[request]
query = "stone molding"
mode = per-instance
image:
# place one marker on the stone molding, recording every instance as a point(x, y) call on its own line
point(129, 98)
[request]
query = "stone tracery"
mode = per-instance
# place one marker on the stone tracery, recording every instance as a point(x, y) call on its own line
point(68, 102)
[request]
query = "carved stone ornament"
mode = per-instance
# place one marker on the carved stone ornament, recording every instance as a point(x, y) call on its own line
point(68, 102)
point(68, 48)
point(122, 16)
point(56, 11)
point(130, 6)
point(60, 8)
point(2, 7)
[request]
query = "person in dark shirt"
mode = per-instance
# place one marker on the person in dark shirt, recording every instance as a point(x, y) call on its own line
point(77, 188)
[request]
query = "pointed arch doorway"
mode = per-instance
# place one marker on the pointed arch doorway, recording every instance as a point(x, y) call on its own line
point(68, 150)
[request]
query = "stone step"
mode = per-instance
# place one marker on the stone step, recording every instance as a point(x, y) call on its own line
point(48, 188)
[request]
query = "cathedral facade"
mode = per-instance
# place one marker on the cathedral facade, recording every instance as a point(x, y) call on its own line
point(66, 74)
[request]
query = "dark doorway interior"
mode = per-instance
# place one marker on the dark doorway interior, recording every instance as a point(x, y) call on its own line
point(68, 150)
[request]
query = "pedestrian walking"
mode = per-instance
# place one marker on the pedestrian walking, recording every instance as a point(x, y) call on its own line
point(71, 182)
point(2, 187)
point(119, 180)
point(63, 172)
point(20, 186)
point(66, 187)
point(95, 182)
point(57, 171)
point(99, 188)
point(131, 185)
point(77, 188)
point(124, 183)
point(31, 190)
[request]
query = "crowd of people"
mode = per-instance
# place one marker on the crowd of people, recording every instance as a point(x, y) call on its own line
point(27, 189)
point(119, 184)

* [TASK DETAILS]: Copy the data above word for word, starting at its very first line and ending at the line that contains "point(129, 98)". Include both of those lines.

* [TASK ANSWER]:
[request]
query = "stone molding"
mode = per-instance
image:
# place one marker on the stone molding, recording every instance as a point(x, y) call on its own line
point(129, 98)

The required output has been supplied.